## Supplied data
####

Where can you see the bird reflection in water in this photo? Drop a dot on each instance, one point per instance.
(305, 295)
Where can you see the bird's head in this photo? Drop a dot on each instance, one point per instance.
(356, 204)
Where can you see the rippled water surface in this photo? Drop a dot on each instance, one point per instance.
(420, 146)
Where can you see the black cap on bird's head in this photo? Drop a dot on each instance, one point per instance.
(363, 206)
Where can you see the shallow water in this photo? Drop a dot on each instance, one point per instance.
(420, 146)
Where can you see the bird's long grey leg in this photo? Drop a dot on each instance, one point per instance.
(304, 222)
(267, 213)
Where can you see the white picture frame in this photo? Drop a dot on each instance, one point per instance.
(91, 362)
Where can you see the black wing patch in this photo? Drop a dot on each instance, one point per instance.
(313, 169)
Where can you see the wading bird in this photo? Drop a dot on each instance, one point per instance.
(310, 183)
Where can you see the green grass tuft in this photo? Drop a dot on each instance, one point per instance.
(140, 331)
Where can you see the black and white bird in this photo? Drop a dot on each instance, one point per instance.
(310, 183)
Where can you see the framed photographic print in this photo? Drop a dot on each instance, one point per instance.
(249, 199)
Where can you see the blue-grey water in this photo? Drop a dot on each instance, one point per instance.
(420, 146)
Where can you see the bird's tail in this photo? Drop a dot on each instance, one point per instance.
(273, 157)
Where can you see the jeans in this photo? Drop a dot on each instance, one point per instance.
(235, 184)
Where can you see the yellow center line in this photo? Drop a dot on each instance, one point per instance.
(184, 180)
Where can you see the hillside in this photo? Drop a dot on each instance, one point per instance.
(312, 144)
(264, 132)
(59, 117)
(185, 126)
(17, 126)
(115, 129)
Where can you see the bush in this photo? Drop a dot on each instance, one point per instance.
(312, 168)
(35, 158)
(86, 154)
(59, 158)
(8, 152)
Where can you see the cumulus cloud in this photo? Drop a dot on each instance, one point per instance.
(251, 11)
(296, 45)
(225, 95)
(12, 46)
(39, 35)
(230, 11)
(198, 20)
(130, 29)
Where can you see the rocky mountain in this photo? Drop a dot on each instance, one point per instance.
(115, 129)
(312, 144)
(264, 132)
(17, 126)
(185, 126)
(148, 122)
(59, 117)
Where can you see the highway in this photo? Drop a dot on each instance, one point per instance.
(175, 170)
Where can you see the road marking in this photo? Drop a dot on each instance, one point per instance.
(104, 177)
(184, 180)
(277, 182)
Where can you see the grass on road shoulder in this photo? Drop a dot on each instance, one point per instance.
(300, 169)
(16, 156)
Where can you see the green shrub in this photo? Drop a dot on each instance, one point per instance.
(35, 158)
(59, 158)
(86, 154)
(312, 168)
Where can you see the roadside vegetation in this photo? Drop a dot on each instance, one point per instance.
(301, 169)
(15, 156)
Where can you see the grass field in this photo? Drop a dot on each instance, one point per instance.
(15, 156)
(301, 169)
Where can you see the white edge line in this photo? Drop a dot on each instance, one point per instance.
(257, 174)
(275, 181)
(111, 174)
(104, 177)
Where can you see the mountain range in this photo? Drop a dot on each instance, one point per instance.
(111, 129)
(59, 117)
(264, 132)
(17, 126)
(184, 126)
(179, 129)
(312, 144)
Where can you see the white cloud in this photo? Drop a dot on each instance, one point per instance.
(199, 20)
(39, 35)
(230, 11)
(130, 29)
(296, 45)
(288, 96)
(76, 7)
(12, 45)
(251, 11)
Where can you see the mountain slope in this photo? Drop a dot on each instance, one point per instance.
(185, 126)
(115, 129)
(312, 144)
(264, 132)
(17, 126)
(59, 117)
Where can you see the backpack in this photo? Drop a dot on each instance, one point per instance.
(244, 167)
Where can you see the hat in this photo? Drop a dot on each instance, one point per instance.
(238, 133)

####

## Request
Write out the complete set of records exactly as given.

## Solution to this exercise
Where can you see the bird reflection in water in this photo? Drop a dot on each instance, one point per instance.
(305, 295)
Where can you see the bird's head in this photo? Drop a dot on each instance, one point per instance.
(356, 204)
Where can you see the rippled water surface in this photo? Drop a dot on each instance, one point per instance.
(420, 146)
Where can you see the black cap on bird's head in this photo? Drop a dot on each instance, one point per instance.
(363, 206)
Where can you see the shallow water in this photo? Drop a dot on each instance, one point per instance.
(420, 146)
Where can you see the bird's long grey leg in this photo? Drop a dot on each instance, one point per instance.
(304, 222)
(267, 213)
Where can you see the white picture frame in this photo? Drop a dot on each instance, one point per instance.
(91, 362)
Where can you see the black wing patch in this photo? Drop a dot on each instance, one point per instance.
(313, 169)
Where can you see the wading bird in this photo? Drop a dot on each instance, one point per instance.
(310, 183)
Where can you see the green grass tuft in this photo? Drop a dot on each instance, one point per instance.
(140, 331)
Where can you see the black and white bird in this photo? Drop a dot on each instance, one point per instance.
(310, 183)
Where can you see the framed photographic print in this photo? Drop a dot on each instance, one point per instance.
(249, 199)
Where can you see the blue-grey water in this photo? Drop a dot on each instance, one point per instance.
(420, 146)
Where can you see the bird's tail in this photo? Drop a dot on each instance, one point per instance.
(273, 157)
Where can you see the jeans in this photo? Drop a dot on each instance, one point per instance.
(235, 184)
Where can you see the yellow center line in this photo? Drop a dot on each instance, one point per instance.
(184, 180)
Where can you see the hillside in this photo? Drop a dot on each instance, one point per instance.
(312, 144)
(264, 132)
(59, 117)
(185, 126)
(17, 126)
(115, 129)
Where can you see the bush in this photo? Drop a dot on each instance, one point per instance.
(312, 168)
(35, 158)
(86, 154)
(59, 158)
(8, 152)
Where can you see the cumulus cloud in this photo? Drop a dot on each instance, one point per instance.
(251, 11)
(296, 45)
(225, 95)
(12, 46)
(39, 35)
(230, 11)
(198, 20)
(130, 29)
Where can you see the rocky mountain in this photo? Drop a dot on each instance, one point per instance.
(115, 129)
(312, 144)
(264, 132)
(17, 126)
(185, 126)
(148, 122)
(59, 117)
Where can you see the highway in this photo? Drop a dot on each instance, one point per instance.
(175, 170)
Where can you see the road marking in this photo? Drop a dot on each instance, one point per instance.
(104, 177)
(184, 180)
(277, 182)
Where can you see the grass on road shoulder in this photo? Drop a dot on each instance, one point per instance.
(300, 169)
(16, 156)
Where can you see the green shrub in this photo? Drop a dot on each instance, one point per instance.
(35, 158)
(59, 158)
(86, 154)
(312, 168)
Where can you see the roadside vegetation in this photo? Drop a dot on each instance, one point per instance.
(301, 169)
(15, 156)
Where can you see the grass field in this photo? Drop a dot on each instance, one point per instance.
(15, 156)
(301, 169)
Where can you see the white edge line in this photo? Drop a dot on each instance, one point per instance.
(257, 174)
(275, 181)
(111, 174)
(104, 177)
Where can you see the mountain range in this photo? Drop a dot on each instance, one point per instance.
(111, 129)
(59, 117)
(264, 132)
(17, 126)
(184, 126)
(179, 129)
(312, 144)
Where can you see the white cloud in this photo? Drop a dot on each instance, one point per instance.
(199, 20)
(39, 35)
(230, 11)
(130, 29)
(296, 45)
(288, 96)
(76, 7)
(12, 45)
(251, 11)
Where can you see the mountain slope in this photo? Drop a dot on each instance, one point per instance.
(185, 126)
(115, 129)
(312, 144)
(264, 132)
(17, 126)
(59, 117)
Where can you see the backpack in this photo? Drop a dot on each instance, one point per instance.
(244, 167)
Where can you see the hat in this photo? Drop a dot on each instance, one point per instance.
(238, 133)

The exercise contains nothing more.